Problem to work on
Search the data for the word "hand" and copy out every line that has it.

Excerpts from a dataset

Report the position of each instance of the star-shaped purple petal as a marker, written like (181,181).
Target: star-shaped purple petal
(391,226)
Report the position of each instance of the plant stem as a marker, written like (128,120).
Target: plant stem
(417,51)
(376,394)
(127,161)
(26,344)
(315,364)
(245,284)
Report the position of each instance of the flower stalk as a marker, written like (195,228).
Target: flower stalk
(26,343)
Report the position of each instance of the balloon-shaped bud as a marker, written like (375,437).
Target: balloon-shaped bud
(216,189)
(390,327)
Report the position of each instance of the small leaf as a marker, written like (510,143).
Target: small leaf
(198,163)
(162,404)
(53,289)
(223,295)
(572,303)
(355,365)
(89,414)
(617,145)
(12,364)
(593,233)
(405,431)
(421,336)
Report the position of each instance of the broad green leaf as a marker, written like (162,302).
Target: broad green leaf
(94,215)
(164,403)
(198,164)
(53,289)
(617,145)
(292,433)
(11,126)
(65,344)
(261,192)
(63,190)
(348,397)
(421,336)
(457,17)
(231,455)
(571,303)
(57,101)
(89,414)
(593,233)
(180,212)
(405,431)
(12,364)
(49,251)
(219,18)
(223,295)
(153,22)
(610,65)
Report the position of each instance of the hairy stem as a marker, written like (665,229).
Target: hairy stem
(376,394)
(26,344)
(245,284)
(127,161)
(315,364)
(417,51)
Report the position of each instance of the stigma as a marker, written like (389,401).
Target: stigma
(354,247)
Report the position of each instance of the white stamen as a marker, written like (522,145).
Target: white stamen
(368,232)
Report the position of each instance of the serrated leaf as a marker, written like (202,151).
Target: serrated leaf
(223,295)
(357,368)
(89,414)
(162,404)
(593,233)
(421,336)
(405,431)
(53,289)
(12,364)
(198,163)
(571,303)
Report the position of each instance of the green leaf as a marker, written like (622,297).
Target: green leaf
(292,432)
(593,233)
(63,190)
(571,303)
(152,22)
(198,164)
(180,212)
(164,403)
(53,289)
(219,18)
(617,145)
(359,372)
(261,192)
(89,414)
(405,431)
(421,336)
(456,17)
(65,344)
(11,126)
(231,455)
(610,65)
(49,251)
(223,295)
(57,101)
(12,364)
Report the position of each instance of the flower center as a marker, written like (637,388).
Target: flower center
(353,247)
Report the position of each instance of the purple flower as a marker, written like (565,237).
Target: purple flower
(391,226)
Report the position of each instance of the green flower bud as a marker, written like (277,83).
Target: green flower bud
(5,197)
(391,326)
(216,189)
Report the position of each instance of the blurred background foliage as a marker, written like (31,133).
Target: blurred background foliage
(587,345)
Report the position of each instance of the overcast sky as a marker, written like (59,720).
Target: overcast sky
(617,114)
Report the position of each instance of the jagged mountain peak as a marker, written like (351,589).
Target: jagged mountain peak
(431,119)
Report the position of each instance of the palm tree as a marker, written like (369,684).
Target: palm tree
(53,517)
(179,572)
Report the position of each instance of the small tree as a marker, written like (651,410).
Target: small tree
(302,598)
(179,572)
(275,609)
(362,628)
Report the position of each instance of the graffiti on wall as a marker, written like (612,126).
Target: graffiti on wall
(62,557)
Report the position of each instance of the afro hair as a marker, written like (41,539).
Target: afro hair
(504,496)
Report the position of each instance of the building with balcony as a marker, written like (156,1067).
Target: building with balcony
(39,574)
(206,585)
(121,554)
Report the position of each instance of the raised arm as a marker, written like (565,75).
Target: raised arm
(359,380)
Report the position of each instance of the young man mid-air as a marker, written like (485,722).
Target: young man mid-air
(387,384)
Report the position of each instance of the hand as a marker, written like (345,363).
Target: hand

Answer section
Report the position of each instance of the hand as a marker, written like (345,363).
Target: hand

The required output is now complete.